> [Work to do]
Repeat word for word the part of the records below that opens with the line containing "For each instance of the blue" and closes with the line containing "pixel 234 129", including both of those lines.

> [Data to process]

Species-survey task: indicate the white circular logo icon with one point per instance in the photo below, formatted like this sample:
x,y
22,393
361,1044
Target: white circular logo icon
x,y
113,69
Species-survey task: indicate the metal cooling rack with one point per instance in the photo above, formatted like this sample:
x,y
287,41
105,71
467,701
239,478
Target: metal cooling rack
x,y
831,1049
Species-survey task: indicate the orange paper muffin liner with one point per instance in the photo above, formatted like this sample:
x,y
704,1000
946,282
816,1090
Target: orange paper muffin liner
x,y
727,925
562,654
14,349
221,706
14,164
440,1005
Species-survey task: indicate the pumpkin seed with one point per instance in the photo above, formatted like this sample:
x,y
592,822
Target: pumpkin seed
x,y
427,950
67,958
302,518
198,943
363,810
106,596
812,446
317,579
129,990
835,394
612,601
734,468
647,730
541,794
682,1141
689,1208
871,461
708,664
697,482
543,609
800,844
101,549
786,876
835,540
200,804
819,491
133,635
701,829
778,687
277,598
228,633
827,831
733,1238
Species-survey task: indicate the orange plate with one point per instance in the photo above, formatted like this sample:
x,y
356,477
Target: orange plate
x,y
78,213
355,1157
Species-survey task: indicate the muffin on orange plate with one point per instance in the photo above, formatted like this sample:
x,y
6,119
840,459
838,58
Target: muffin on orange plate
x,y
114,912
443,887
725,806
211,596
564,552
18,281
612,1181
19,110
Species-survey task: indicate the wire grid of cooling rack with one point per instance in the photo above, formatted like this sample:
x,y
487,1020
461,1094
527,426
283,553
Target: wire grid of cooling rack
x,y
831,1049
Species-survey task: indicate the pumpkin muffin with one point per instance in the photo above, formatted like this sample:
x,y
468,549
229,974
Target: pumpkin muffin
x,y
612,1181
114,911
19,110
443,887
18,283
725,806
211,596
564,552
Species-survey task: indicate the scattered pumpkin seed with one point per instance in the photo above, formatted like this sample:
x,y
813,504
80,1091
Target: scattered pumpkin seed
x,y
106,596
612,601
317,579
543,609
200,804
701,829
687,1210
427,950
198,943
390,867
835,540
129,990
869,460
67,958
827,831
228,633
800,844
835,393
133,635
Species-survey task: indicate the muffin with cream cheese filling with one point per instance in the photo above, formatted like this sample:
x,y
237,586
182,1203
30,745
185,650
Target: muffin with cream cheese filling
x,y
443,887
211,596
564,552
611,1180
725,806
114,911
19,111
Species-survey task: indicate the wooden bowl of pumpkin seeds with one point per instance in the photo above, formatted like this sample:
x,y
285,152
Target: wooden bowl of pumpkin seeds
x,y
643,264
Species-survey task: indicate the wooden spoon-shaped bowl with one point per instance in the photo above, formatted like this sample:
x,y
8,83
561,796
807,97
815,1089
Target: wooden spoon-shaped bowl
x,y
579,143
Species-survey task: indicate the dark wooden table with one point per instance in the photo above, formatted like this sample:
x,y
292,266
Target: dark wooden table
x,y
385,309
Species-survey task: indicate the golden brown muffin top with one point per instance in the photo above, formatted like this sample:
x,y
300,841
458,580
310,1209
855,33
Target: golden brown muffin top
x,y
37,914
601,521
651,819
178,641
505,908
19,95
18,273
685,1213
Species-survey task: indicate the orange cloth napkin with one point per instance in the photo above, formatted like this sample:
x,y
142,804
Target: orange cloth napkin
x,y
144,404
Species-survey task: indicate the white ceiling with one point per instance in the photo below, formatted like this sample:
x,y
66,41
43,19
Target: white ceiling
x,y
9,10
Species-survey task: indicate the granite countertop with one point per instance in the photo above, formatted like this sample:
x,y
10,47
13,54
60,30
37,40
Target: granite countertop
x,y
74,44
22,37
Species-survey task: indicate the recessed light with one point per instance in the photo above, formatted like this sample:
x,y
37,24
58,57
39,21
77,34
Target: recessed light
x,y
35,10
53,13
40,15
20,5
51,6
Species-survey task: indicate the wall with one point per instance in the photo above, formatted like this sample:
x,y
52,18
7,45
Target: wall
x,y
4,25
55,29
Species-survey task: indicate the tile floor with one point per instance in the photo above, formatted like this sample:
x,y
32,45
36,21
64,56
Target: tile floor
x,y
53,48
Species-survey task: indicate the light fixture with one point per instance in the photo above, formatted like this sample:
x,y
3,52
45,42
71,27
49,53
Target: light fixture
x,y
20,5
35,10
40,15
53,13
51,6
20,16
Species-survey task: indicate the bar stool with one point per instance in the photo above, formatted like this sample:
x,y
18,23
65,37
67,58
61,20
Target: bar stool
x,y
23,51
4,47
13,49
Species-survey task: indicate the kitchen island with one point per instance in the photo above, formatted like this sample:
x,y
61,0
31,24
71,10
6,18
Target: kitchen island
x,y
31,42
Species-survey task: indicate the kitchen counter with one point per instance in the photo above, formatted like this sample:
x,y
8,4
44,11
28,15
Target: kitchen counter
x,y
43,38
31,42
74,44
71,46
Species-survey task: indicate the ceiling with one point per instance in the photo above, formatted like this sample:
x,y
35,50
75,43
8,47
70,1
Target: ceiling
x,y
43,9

==

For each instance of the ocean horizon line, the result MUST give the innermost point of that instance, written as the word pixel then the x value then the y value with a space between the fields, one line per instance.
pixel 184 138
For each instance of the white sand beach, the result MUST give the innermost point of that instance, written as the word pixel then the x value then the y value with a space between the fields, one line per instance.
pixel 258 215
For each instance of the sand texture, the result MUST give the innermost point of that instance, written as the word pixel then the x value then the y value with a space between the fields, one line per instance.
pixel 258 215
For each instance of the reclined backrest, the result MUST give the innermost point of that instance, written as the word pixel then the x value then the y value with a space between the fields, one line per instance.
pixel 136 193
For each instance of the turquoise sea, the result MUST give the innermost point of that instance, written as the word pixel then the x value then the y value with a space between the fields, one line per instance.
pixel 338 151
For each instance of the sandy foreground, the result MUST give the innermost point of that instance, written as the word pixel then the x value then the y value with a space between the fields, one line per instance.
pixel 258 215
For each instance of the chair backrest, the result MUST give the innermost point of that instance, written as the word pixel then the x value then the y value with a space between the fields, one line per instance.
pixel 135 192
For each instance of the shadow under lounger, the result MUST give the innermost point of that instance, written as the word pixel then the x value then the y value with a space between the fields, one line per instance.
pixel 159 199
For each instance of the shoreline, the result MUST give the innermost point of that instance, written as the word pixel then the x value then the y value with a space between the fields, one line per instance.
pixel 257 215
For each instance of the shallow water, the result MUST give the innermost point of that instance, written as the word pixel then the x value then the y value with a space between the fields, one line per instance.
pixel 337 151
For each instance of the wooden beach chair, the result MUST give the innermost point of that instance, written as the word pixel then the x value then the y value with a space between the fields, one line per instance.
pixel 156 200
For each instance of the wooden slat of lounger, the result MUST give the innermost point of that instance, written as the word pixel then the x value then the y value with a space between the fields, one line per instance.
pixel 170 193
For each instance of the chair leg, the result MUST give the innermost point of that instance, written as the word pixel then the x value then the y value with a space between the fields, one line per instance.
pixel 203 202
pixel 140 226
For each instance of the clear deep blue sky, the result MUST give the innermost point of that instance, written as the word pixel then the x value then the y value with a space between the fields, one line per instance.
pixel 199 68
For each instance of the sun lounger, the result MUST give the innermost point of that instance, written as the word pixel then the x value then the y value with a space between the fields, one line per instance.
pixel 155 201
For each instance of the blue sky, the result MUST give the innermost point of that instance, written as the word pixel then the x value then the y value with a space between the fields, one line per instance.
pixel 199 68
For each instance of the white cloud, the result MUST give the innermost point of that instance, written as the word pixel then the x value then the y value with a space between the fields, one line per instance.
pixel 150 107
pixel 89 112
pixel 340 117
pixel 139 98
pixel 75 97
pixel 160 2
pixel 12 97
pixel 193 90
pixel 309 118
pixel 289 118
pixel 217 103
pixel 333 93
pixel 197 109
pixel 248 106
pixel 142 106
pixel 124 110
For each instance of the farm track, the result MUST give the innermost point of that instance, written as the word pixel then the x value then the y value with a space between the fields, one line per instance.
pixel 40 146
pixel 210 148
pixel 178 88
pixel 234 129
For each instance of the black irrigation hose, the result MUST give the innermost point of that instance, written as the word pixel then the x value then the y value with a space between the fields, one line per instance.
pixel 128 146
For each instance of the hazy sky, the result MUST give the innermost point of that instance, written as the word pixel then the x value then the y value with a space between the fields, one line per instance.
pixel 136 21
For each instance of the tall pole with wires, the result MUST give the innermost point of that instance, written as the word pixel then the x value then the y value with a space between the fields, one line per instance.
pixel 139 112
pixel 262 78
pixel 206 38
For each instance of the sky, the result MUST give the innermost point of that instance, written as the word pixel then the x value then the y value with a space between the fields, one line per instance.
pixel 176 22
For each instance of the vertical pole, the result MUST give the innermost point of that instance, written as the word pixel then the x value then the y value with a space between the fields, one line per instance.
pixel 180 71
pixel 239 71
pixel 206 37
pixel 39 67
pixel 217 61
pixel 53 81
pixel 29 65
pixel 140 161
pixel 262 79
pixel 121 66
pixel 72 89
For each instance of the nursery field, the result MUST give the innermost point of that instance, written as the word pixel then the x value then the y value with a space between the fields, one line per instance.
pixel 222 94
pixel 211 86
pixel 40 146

> [The answer]
For each instance of the blue sky, the result MUST give the innermost point of that instance, written as the word pixel then the x value then the y value with a space between the fields, one line per instance.
pixel 199 68
For each instance of the white cloud, the result MUST give the innermost point of that instance, written as the word pixel then the x value then the y value with a space between the fields, one line per instance.
pixel 150 107
pixel 89 112
pixel 340 117
pixel 139 98
pixel 75 97
pixel 160 2
pixel 12 97
pixel 193 90
pixel 309 118
pixel 289 118
pixel 217 103
pixel 333 93
pixel 197 109
pixel 248 106
pixel 142 106
pixel 124 110
For each instance of the farm track, the result MUST give the innermost point of that instance, written as the word pixel then the x value then the y value with a space between the fields, one line per instance.
pixel 40 146
pixel 210 148
pixel 178 88
pixel 234 129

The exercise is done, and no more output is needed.